▸ Goal: In the passage on bias-correction methods below, copy the part from "For a ratio" up to and including "future projections. i.e.", substituting "rainfall" for "precipitation".

4.2 Bias-Correction Methods#

A plethora of methods exist for statistical downscaling and bias correction - too many to document in this guide. Here we will cover several methods of varying degrees of complexity, most of which are implemented in the Python package xclim. The first few methods will be purely methods of univariate bias correction, and can be applied either to model output at a single location, using station observations as the training data, or as the bias-correction step in a true “downscaling” method, which produces gridded data with enhanced spatial resolution (using gridded observations as the training data).

4.2.1 The “Delta” Method#

The simplest possible method of bias correction is called the “Delta” method. In this method, the climate model output is used only to calculate the mean change in the quantity of interest \(X\):

\[\Delta = X_{GCM}^{proj} - X_{GCM}^{hist}\]

For a ratio variable like precipitation (which is bounded below by zero), one would instead use a multiaplicative delta, i.e. \(\Delta = X_{GCM}^{proj} / X_{GCM}^{hist} \) This delta is then added to (or multiplied with) the time series of observations to produce the bias-corrected future projections. i.e.

▸ Given material:

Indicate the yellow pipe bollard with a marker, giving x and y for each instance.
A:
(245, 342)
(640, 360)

▸ Task solution:
For a ratio variable like rainfall (which is bounded below by zero), one would instead use a multiaplicative delta, i.e. \(\Delta = X_{GCM}^{proj} / X_{GCM}^{hist} \) This delta is then added to (or multiplied with) the time series of observations to produce the bias-corrected future projections. i.e.